From the data, return each line holding the word "white".

::: INFORMATION

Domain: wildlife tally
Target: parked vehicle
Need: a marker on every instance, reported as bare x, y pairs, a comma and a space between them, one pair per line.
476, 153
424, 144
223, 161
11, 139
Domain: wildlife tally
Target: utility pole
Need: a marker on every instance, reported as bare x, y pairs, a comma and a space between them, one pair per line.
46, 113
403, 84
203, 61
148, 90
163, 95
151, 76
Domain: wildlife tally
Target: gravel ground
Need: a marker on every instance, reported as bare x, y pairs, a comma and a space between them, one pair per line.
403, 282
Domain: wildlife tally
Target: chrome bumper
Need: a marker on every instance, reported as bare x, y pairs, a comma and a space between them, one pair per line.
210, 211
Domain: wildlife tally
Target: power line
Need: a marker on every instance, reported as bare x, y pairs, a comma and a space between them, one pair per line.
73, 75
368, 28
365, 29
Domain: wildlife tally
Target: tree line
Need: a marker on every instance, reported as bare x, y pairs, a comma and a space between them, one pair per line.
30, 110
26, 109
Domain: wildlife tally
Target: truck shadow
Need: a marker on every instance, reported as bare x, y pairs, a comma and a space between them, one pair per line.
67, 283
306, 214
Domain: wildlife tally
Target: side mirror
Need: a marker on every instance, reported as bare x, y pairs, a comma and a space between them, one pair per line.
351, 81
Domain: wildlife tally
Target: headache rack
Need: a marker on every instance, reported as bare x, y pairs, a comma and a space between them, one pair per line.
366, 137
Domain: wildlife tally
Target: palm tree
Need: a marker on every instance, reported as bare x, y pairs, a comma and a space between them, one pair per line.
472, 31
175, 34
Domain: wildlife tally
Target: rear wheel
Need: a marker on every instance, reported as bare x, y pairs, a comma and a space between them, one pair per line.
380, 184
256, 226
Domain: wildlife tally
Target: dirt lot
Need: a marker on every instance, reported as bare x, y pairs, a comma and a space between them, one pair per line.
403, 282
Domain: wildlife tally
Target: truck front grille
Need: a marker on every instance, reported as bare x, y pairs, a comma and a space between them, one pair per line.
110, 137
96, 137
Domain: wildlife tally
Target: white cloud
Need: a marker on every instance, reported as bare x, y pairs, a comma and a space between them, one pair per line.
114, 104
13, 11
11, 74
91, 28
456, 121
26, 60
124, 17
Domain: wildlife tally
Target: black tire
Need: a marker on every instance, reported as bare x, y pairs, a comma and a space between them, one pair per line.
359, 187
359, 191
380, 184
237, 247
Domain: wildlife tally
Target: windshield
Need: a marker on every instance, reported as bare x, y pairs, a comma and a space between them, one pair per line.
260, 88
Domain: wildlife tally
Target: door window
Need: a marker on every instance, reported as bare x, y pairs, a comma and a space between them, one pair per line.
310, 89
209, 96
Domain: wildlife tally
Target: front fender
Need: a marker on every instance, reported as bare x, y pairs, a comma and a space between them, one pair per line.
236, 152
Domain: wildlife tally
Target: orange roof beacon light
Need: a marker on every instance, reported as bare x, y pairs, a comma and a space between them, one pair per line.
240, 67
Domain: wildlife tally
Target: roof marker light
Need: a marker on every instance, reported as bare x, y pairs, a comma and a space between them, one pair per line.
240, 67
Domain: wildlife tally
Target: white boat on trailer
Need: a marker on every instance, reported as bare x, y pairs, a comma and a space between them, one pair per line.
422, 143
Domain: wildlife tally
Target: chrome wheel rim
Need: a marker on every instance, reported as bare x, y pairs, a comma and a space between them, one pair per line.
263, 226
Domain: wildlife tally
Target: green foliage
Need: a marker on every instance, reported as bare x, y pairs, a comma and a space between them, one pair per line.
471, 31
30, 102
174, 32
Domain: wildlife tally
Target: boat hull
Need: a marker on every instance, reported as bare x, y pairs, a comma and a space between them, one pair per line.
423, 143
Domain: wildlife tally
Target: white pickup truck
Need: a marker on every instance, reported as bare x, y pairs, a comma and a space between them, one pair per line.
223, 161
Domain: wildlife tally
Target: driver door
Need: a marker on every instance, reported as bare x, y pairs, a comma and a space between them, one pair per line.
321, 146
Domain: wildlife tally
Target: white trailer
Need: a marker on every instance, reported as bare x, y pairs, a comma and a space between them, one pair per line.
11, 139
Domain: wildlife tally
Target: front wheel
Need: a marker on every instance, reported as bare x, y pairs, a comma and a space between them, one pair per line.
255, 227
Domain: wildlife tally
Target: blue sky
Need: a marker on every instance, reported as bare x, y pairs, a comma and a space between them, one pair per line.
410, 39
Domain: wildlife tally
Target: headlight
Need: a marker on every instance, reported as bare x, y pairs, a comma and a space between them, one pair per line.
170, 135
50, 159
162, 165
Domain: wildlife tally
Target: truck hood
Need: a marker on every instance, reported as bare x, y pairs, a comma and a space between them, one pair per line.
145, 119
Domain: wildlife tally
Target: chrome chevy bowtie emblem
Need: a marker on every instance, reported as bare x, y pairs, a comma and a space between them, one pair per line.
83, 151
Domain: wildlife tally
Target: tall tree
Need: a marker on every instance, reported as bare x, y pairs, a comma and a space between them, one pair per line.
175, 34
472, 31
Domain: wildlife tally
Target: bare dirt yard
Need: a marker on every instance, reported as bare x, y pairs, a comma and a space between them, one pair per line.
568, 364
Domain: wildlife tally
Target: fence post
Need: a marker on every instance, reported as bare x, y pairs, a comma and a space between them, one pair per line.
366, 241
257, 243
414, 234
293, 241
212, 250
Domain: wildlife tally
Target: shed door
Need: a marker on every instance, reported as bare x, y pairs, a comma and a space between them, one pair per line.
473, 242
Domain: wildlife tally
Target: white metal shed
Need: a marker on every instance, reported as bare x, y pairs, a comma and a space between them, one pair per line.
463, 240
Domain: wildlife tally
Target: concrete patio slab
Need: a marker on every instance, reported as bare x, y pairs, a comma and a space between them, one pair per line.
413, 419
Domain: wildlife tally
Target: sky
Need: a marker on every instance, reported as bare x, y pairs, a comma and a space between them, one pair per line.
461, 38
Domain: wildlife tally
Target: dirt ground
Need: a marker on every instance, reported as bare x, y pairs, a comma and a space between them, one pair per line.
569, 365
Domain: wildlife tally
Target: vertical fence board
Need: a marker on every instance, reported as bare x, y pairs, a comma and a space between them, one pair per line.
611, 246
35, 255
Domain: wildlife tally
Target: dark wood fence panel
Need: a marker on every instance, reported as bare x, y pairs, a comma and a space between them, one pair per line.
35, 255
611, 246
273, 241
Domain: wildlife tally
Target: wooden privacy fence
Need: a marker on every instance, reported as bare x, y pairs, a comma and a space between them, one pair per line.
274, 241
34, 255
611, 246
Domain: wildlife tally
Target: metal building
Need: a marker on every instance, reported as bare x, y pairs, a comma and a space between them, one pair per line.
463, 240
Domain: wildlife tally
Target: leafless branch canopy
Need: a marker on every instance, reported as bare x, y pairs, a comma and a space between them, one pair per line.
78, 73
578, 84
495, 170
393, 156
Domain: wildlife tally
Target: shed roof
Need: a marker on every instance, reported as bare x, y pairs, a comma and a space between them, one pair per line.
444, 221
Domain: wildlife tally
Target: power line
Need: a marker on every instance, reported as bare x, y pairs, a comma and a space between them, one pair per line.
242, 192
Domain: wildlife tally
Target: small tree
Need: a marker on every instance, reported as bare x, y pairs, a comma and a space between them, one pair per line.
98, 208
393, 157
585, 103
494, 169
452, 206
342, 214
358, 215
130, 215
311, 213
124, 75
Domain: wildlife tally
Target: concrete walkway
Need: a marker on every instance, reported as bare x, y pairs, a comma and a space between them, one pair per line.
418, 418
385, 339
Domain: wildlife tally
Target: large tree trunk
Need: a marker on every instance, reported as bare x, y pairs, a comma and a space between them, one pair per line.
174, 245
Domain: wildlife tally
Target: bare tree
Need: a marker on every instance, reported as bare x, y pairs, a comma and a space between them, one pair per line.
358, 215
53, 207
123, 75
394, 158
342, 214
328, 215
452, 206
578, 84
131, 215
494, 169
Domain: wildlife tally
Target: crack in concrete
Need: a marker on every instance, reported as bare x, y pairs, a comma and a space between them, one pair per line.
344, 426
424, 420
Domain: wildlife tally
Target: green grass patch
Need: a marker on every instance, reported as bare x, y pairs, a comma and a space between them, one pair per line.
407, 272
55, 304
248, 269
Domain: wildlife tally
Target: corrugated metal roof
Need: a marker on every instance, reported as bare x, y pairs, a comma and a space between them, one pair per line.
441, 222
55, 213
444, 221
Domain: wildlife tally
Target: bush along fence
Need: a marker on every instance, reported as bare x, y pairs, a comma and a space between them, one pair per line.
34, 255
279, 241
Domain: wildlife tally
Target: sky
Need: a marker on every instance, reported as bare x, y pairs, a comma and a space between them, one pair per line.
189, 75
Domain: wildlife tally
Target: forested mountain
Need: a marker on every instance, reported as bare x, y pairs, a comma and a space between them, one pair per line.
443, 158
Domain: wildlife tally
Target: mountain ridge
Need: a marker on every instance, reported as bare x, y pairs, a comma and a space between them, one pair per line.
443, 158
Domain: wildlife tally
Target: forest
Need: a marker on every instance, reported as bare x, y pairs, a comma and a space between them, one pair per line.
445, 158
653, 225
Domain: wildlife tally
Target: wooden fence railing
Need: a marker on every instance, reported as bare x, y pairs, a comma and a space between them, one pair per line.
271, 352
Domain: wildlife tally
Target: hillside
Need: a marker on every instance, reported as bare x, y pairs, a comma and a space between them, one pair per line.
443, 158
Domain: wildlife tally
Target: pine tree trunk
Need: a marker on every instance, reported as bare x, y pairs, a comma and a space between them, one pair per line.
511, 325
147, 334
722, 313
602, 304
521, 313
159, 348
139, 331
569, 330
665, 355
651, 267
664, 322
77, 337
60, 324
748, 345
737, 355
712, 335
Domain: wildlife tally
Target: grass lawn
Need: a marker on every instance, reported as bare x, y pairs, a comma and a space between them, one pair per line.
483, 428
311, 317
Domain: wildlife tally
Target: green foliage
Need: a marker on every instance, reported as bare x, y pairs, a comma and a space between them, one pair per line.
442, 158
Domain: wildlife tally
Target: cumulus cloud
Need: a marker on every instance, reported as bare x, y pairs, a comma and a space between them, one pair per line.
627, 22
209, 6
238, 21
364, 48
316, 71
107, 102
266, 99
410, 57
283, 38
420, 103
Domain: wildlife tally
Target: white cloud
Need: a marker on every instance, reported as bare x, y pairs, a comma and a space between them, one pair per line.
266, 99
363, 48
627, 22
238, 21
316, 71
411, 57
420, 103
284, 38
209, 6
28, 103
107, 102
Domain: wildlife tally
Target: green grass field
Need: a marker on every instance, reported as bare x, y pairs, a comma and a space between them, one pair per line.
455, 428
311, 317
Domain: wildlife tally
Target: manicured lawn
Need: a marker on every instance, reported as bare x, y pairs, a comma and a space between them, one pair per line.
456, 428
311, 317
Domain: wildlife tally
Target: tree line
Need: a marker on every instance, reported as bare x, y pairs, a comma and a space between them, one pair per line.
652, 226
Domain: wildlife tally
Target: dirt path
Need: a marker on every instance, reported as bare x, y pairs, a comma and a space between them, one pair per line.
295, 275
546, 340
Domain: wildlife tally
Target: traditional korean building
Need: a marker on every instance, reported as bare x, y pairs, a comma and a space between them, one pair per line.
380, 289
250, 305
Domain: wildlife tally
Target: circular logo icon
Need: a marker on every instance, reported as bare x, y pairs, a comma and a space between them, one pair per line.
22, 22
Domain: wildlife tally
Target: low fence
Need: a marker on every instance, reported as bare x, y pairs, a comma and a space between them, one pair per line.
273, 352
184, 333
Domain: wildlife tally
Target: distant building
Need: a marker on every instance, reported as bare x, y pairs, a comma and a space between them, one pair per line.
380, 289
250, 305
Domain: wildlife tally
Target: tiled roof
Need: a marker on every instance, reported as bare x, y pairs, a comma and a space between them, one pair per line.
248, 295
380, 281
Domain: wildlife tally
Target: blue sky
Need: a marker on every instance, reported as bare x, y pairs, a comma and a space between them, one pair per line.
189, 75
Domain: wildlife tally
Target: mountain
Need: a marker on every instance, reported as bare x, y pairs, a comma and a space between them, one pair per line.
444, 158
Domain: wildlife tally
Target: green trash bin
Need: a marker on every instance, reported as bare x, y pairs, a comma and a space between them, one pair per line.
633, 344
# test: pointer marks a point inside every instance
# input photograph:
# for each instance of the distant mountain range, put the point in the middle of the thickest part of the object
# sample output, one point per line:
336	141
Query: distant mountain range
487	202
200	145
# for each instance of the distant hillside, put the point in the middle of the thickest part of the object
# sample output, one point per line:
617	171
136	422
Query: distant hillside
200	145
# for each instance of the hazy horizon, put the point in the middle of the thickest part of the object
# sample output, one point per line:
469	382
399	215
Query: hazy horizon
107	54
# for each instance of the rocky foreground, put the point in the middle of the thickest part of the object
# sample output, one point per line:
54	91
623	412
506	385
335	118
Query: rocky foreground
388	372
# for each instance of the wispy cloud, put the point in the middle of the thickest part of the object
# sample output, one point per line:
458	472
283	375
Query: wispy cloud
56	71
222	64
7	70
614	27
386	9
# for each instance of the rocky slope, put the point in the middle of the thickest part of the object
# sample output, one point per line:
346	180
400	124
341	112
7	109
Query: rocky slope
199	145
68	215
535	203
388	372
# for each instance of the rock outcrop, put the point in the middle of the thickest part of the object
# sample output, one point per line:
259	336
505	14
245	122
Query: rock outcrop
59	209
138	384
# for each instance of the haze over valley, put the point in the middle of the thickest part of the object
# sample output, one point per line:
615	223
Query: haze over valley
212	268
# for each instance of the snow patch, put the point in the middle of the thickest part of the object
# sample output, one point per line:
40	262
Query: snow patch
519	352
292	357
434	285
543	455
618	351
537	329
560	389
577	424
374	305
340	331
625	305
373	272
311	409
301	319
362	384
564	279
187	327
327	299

::::::

* [RESPONSE]
Target: white cloud
Target: white boat on trailer
Target: white pickup truck
Target: white trailer
Target: white metal shed
Target: white cloud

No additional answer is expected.